- [Task directions] Go through the listing below and work out how many lines hold "green"; reply with the figure alone.
----------------
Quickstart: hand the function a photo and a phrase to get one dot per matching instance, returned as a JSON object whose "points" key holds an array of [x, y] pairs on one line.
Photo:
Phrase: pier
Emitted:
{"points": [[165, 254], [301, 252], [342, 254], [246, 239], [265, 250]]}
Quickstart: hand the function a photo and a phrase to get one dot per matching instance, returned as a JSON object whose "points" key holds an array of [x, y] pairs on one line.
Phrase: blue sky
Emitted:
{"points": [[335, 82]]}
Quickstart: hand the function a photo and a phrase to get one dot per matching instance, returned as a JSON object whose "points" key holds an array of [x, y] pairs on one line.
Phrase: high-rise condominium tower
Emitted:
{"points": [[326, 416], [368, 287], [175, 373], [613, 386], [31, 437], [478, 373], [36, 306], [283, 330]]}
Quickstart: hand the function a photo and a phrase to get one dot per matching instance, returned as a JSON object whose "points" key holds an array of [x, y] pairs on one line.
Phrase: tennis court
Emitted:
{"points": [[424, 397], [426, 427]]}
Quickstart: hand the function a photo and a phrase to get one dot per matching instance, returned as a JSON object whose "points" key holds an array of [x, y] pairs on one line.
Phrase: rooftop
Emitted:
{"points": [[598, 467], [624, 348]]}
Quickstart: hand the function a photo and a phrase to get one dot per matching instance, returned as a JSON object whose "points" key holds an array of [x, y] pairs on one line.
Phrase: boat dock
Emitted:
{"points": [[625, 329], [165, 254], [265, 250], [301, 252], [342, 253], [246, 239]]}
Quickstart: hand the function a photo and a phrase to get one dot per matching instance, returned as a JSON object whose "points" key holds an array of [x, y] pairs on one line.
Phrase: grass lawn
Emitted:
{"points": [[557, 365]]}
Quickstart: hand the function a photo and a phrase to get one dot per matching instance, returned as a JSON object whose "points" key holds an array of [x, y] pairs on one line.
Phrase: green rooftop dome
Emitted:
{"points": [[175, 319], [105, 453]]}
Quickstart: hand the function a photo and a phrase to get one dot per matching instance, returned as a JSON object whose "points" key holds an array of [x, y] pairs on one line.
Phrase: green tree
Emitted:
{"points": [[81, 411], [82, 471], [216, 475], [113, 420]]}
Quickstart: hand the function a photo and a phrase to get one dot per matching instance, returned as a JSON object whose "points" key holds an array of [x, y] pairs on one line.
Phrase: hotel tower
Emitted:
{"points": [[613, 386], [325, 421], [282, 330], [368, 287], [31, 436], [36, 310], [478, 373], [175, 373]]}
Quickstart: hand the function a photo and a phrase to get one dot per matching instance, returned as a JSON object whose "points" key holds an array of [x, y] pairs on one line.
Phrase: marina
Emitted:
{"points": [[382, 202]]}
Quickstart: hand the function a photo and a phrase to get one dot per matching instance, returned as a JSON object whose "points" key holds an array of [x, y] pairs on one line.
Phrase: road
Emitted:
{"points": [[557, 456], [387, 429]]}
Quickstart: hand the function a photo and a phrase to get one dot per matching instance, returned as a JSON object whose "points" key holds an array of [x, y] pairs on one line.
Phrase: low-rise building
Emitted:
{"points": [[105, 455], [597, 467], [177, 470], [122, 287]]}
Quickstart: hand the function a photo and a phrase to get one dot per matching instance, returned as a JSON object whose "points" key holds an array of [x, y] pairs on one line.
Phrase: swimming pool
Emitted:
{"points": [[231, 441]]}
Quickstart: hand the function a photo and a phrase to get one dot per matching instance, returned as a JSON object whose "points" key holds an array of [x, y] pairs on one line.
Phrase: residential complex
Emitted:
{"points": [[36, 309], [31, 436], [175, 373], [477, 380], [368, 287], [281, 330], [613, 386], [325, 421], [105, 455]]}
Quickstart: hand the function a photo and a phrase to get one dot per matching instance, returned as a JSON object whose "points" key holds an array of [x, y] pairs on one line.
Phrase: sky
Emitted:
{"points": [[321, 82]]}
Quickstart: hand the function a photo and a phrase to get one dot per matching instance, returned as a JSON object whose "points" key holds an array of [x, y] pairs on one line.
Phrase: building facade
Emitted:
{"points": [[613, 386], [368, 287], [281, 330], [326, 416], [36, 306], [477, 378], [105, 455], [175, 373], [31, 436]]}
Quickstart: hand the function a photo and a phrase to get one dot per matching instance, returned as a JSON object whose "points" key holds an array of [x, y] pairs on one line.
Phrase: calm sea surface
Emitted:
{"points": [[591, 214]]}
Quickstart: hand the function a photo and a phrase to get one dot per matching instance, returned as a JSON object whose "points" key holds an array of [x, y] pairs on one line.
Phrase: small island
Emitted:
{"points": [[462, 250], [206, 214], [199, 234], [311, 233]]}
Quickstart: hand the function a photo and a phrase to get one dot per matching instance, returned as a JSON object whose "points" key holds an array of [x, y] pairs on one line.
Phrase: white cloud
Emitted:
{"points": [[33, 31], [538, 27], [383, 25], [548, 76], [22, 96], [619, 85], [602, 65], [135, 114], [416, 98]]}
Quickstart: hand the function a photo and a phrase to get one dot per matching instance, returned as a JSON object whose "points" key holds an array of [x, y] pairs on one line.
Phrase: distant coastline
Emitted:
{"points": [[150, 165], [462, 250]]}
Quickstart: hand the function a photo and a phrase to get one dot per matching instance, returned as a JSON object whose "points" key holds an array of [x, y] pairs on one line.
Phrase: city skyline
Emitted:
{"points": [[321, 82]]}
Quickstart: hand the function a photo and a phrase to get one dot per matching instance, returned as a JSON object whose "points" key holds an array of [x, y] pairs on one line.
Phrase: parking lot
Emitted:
----------------
- [Problem solution] 2